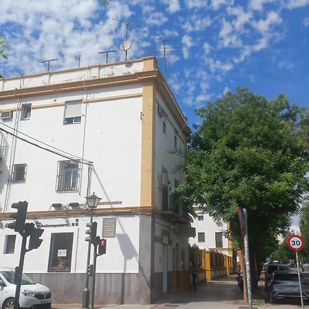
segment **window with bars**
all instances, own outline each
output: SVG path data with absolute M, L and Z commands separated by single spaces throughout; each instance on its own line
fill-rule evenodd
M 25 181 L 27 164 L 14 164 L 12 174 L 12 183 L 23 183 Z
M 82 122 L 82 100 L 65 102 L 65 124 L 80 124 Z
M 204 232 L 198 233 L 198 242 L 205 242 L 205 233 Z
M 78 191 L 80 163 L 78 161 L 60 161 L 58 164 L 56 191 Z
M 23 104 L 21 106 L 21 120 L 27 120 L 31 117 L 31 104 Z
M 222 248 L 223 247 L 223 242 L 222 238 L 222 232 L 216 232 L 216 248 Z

※ ※ ※

* [Task brief] Print every line of the records above exactly as it appears, omitting the pictures.

* [Full solution]
segment **window with bars**
all instances, own outline each
output: SVG path data with absolute M, L and Z commands separated by single spaces throughout; each instance on its own line
fill-rule evenodd
M 25 181 L 27 164 L 14 164 L 12 174 L 12 183 L 23 183 Z
M 82 122 L 82 100 L 65 102 L 65 124 L 80 124 Z
M 204 232 L 198 233 L 198 242 L 205 242 L 205 233 Z
M 78 191 L 80 163 L 78 161 L 60 161 L 58 164 L 56 191 Z
M 23 104 L 21 106 L 21 120 L 27 120 L 31 117 L 31 104 Z
M 222 248 L 223 247 L 223 242 L 222 238 L 222 232 L 216 232 L 216 248 Z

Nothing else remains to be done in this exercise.